**ACTIVITY**
Starting at the line with "cloud, one point per instance." and going on through the line with "logo, one point per instance.", reproduce each line in the records below exactly and nothing more.

**PROVIDED DATA**
◇ ◇ ◇
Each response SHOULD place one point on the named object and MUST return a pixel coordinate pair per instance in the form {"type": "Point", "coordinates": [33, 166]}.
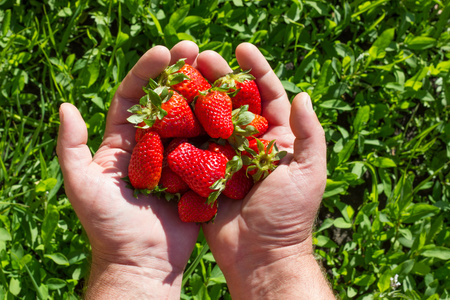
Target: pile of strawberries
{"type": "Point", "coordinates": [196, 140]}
◇ ◇ ◇
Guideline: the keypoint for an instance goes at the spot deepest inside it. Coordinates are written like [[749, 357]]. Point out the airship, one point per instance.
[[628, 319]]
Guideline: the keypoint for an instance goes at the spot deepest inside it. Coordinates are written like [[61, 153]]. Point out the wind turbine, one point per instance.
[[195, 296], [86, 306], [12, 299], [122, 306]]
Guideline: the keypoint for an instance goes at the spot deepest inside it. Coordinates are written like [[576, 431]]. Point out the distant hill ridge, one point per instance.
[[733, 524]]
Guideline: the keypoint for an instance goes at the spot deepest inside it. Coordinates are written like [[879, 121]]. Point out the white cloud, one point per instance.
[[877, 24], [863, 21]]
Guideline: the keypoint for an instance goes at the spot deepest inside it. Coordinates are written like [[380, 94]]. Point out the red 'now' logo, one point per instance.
◇ ◇ ◇
**TASK RESULT**
Guideline: the keypoint for an instance goes at the spot deepest inside it. Coordinates are written like [[879, 121]]. Point out the white cloud, one point per instance.
[[877, 24], [863, 21]]
Guideline: the keypoint for an instance goes at the spot deepest inside it. Coordinates are written like [[380, 94]]. Point out the red 'now' logo, one point per instance.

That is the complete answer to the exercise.